## Start
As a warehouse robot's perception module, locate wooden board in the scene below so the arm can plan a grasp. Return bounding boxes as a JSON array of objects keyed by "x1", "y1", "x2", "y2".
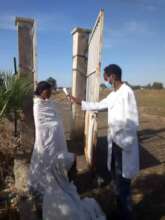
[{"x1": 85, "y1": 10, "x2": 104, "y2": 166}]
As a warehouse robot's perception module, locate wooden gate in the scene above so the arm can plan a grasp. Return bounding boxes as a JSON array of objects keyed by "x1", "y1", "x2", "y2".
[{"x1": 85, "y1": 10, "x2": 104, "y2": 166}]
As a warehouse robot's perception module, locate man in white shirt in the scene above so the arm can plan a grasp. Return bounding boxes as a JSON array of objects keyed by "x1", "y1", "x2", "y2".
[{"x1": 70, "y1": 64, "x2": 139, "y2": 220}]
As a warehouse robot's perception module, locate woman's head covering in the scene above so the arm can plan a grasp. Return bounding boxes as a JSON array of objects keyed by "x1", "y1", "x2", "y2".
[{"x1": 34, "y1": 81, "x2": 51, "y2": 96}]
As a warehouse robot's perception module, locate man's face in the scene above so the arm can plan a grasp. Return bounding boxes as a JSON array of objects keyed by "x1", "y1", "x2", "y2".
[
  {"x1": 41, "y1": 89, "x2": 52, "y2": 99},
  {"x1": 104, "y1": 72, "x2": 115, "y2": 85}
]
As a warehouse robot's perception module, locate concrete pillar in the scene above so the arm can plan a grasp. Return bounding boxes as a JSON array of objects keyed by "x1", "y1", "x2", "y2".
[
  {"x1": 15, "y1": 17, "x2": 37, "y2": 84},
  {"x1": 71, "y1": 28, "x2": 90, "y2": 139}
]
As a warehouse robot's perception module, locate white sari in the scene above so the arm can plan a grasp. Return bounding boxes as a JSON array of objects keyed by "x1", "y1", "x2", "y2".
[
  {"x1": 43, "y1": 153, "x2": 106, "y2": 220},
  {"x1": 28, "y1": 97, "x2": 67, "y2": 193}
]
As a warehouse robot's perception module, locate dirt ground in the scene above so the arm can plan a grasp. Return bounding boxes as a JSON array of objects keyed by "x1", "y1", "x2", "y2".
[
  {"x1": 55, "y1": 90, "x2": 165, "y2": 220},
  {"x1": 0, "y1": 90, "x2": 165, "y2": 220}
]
## End
## Start
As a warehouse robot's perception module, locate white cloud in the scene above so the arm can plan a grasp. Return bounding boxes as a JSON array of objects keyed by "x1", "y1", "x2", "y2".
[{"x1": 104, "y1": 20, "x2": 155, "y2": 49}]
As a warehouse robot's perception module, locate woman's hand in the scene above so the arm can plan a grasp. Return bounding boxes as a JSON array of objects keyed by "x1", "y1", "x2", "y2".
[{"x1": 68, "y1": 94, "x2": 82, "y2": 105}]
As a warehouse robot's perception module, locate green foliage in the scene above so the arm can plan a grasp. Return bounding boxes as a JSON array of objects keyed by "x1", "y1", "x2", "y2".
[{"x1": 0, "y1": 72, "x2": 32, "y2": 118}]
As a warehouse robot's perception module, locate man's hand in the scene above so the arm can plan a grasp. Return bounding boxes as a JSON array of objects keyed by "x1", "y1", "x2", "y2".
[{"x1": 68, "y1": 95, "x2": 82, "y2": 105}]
## End
## Start
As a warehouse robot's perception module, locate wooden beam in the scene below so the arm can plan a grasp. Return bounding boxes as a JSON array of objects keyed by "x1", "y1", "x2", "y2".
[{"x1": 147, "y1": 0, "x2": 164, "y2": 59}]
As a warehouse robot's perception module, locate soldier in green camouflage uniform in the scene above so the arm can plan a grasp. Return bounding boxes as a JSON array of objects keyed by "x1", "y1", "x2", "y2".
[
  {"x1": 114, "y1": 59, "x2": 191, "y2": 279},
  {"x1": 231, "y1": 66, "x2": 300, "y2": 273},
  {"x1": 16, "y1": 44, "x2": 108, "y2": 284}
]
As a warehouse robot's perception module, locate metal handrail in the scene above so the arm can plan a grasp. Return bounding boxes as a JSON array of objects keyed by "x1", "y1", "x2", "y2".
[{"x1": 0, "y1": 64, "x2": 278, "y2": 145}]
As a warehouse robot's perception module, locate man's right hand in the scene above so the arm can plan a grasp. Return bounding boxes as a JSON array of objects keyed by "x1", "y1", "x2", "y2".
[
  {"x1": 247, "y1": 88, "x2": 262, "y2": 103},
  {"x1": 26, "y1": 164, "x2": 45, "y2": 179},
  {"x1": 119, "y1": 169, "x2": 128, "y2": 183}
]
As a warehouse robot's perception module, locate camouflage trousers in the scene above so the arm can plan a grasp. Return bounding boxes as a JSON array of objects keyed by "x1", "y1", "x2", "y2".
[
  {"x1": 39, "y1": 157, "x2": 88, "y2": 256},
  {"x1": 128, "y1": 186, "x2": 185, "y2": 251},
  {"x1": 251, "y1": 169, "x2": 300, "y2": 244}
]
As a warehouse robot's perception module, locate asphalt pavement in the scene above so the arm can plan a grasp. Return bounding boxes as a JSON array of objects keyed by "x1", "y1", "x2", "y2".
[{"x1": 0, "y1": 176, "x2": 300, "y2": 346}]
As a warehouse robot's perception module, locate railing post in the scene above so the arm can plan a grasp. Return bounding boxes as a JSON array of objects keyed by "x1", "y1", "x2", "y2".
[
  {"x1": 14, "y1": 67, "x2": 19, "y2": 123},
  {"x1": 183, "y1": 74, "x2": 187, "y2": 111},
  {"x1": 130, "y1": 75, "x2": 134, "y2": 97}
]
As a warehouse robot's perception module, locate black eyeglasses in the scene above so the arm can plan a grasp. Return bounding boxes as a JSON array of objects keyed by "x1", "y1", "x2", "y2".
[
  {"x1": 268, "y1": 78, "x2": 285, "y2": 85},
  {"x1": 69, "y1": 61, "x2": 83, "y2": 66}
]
## End
= To be done =
Gather every line in the records above that contains the string "woman", and copy each of those lines in full. The match must respect case.

= Exercise solution =
As a warehouse robot's perception module, locate woman's head covering in the scene above so the arm can plan a grasp. Return bounding boxes as a JSON array of objects keyed by "x1", "y1", "x2", "y2".
As a warehouse robot's perception module, locate woman's hand in the scene above so the arm can plan a grasp. Return bounding boxes as a JSON array of objects keyed by "x1", "y1", "x2", "y2".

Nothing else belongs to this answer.